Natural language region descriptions
____

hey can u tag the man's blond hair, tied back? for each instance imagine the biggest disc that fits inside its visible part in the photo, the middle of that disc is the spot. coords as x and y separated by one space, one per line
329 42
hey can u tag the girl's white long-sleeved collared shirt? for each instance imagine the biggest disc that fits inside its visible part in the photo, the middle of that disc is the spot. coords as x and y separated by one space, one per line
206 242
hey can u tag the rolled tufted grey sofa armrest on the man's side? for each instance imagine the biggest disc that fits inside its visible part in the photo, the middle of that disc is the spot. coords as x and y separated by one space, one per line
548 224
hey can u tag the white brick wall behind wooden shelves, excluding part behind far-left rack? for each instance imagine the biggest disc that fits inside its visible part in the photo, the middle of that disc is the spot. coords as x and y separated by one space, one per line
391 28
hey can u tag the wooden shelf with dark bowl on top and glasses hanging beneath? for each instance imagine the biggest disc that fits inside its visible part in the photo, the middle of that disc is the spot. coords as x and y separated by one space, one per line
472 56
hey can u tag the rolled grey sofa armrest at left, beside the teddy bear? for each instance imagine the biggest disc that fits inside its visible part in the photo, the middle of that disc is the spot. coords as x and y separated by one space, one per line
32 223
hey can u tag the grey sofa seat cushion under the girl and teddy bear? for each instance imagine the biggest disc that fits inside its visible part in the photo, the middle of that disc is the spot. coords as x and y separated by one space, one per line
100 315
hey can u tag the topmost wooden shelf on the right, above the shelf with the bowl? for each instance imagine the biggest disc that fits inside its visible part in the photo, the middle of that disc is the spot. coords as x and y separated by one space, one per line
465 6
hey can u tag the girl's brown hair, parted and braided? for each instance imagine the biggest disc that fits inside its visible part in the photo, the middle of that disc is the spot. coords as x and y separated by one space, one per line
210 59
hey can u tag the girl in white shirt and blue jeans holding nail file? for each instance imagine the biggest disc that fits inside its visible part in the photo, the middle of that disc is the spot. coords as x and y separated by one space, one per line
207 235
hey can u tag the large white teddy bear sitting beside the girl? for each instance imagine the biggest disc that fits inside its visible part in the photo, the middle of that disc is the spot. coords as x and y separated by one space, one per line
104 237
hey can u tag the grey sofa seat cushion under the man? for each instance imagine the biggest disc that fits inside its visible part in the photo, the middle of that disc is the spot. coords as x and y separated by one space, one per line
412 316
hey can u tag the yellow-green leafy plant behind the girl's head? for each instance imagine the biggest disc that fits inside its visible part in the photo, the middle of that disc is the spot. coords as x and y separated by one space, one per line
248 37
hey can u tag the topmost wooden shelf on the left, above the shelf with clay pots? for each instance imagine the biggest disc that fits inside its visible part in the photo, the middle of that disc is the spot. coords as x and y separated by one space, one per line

____

- _What is required_: Go through the entries and restate each one exactly.

- _Worked solution_:
hey can u tag the man's blond hair, tied back? for each instance imagine the biggest disc that fits inside its visible part in the photo, the middle of that disc is the spot. coords as x and y separated by one space, one per line
329 42
hey can u tag the girl's white long-sleeved collared shirt? for each instance imagine the biggest disc that fits inside its visible part in the photo, the middle of that disc is the spot. coords as x and y separated by one space, one per line
206 242
hey can u tag the rolled tufted grey sofa armrest on the man's side? for each instance imagine the biggest disc that fits inside its visible part in the photo, the middle of that disc is the spot. coords as x and y separated by one space, one per line
548 224
hey can u tag the white brick wall behind wooden shelves, excluding part behind far-left rack? for each instance imagine the biggest disc that fits inside its visible part in the photo, the middle of that disc is the spot. coords as x and y separated by one space, one per line
391 28
hey can u tag the wooden shelf with dark bowl on top and glasses hanging beneath? for each instance imagine the biggest disc that fits inside its visible part in the photo, the middle of that disc is the spot. coords as x and y separated by one space, one per line
472 56
hey can u tag the rolled grey sofa armrest at left, beside the teddy bear? for each instance imagine the biggest disc that fits inside its visible part in the photo, the middle of that disc is the spot. coords as x and y separated by one space, one per line
32 223
hey can u tag the grey sofa seat cushion under the girl and teddy bear? for each instance imagine the biggest disc that fits inside its visible part in the photo, the middle of that disc is the spot. coords as x and y separated by one space, one per line
100 315
hey can u tag the topmost wooden shelf on the right, above the shelf with the bowl? for each instance imagine the biggest disc that fits inside its visible part in the photo, the middle of that disc is the spot. coords as x and y separated by one space, one per line
465 6
hey can u tag the girl's brown hair, parted and braided? for each instance imagine the biggest disc that fits inside its visible part in the photo, the middle of that disc is the spot. coords as x and y separated by one space, one per line
210 59
hey can u tag the girl in white shirt and blue jeans holding nail file? for each instance imagine the biggest disc that fits inside its visible part in the photo, the middle of that disc is the spot. coords as x and y separated by one space, one per line
207 235
hey can u tag the large white teddy bear sitting beside the girl? for each instance imagine the biggest disc that fits inside its visible part in the photo, the middle of that disc is the spot. coords as x and y separated by one space, one per line
104 237
hey can u tag the grey sofa seat cushion under the man? for each instance imagine the biggest disc that fits inside its visible part in the photo, the middle of that disc is the spot. coords as x and y separated by one space, one per line
412 316
hey can u tag the yellow-green leafy plant behind the girl's head? for each instance imagine the biggest disc that fits inside its visible part in the photo, the middle of that disc is the spot. coords as x and y separated by one space, one per line
248 37
hey can u tag the topmost wooden shelf on the left, above the shelf with clay pots? for each instance imagine the biggest disc that fits inside its visible part in the photo, the middle of that disc is the spot. coords as x and y separated by one space, one per line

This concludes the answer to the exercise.